__DESCRIPTION OF THE TASK__: When you transcribe the records that follow, reproduce each line exactly as given.

__TASK DATA__:
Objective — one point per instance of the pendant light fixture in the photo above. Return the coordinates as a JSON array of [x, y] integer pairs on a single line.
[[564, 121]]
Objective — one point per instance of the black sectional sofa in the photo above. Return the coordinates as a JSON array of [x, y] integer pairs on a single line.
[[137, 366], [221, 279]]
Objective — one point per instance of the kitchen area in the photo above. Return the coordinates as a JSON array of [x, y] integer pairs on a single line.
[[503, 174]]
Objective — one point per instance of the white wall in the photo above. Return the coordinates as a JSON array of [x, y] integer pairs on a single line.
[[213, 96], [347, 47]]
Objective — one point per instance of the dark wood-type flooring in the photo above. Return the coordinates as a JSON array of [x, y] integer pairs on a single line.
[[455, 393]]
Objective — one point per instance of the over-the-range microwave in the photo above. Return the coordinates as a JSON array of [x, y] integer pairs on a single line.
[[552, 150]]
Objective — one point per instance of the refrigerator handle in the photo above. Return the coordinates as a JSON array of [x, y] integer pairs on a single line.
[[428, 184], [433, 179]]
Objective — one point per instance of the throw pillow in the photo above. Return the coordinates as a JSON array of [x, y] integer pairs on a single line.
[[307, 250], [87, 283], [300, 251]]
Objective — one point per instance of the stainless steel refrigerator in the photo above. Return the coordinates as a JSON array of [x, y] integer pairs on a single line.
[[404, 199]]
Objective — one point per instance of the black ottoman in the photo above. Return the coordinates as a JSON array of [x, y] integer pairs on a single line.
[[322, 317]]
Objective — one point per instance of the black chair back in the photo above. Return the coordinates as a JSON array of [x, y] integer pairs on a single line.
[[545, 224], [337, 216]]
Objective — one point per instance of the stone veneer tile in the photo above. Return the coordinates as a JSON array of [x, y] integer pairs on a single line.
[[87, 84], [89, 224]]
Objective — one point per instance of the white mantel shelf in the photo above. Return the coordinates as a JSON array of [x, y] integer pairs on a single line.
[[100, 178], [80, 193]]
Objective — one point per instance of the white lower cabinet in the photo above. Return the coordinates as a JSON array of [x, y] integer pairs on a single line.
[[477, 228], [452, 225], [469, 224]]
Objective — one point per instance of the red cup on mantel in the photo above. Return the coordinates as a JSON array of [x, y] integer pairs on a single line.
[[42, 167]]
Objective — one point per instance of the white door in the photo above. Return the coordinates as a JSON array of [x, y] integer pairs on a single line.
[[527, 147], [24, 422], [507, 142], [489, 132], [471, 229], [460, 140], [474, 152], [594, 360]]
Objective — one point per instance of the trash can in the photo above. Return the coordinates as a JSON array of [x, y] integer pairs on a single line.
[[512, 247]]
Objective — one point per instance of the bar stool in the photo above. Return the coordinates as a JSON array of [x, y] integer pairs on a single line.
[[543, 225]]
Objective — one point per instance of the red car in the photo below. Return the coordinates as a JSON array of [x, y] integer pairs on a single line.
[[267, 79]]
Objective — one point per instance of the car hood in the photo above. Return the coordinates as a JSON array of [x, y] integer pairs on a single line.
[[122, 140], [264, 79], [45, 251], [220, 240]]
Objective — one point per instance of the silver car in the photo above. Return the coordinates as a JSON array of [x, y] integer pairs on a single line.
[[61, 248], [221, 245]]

__OUTPUT__:
Objective — one point per instance of the pendant light fixture in the photo above. Return the coordinates as a JSON array of [x, y] integer pairs on a single line.
[[564, 121]]
Objective — one point per instance of the black sectional sofa in the photo above. Return the coordinates as a JSON array of [x, y] integer pairs on a single line.
[[137, 366], [221, 279]]
Objective — one point per instance of the kitchen area in the photo above. Return the coordinates as a JSON array of [x, y] integer pairs on a single line.
[[503, 174]]
Objective — one point per instance of the white wall in the photo above. Return the coordinates as a JSON array of [x, y] integer pairs on a single line.
[[213, 96], [347, 47]]
Objective — one point per instance of the dark wood-type flooring in the photo above. Return the coordinates as a JSON array of [x, y] integer pairs on a single line.
[[455, 393]]
Objective — one point per instance of the over-the-range microwave in the photo above. Return the coordinates as a JSON array of [x, y] integer pairs on a single line.
[[552, 150]]
Objective — one point per instance of the refrigerator handle in the photo above. Return the coordinates as a JSON array of [x, y] integer pairs on a single line.
[[428, 184], [433, 179]]
Objective — one point per instance of the throw pillow in the photo above. Return the coordinates as a JSON array of [x, y] integer pairs on a single line.
[[307, 250], [87, 283], [300, 251]]
Objective — one point per instance of the stainless steel refrigerator in the photo above. Return the coordinates as a JSON array of [x, y] integer pairs on a single line.
[[404, 199]]
Objective — one point per instance of the black ottoman in the photo above. Return the coordinates as a JSON array of [x, y] integer pairs on a single line.
[[322, 317]]
Objective — one point per instance of the black chair back in the photo above. Return the coordinates as a JSON array of [x, y] integer pairs on a single line.
[[545, 224], [337, 216]]
Objective — one point per instance of the stone veneer tile in the photo above. Return the coordinates as a JSON array of [x, y] integer pairs on a single line.
[[87, 84], [89, 224]]
Objective — one point per instance of the white mantel shelf in the photo above. Return the coordinates as a JSON array of [x, y] integer pairs on a single line.
[[100, 178], [80, 193]]
Objective — one point per instance of the white lower cabinet in the photo above. Return the coordinates as a JSON array of [x, y] integer pairs on a single line.
[[477, 228], [452, 225], [469, 224]]
Objective — one point per instance of the red cup on mantel in the photo above. Return the coordinates as a JSON array of [x, y] integer pairs on a single line.
[[42, 167]]
Objective — one point per instance of the white door in the photo above. Return the coordinates as a JSON array of [x, y] integer pairs on a single line.
[[527, 147], [24, 422], [507, 142], [489, 132], [471, 229], [460, 140], [474, 152], [594, 360]]
Objective — one point per instance of the trash can in the photo above. Return the coordinates as a JSON array of [x, y] integer pairs on a single line.
[[512, 247]]
Objective — one point per instance of the bar stool in the photo above. Return the coordinates as a JSON array of [x, y] integer pairs on a single line.
[[543, 225]]
Objective — one point per instance of the red car in the photo below. Return the coordinates as a JSON array of [x, y] integer pairs on a single line.
[[267, 79]]
Objective — one point per instance of the car hood in the photo above. Return the coordinates as a JSON array of [x, y] integer pairs on a single line.
[[122, 140], [264, 79], [45, 251], [220, 240]]
Objective — one point per instance of the silver car in the photo above. Return the coordinates as a JSON array of [x, y] integer pairs on a single line.
[[61, 248], [221, 245]]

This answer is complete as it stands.